[Lines of data]
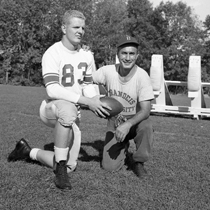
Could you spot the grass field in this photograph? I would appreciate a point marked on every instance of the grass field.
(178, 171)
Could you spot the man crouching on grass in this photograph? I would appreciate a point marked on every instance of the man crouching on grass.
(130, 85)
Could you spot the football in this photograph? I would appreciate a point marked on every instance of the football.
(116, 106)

==

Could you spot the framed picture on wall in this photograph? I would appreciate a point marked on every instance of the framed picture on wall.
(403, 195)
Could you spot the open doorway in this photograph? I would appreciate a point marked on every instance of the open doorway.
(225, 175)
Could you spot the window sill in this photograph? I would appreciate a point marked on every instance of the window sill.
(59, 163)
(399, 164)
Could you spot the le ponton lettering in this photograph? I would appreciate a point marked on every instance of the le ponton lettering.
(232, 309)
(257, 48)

**Task requirements**:
How many lines of the data above contain the word "grass"? Count them and reply with the number alone.

**Exercise answer**:
2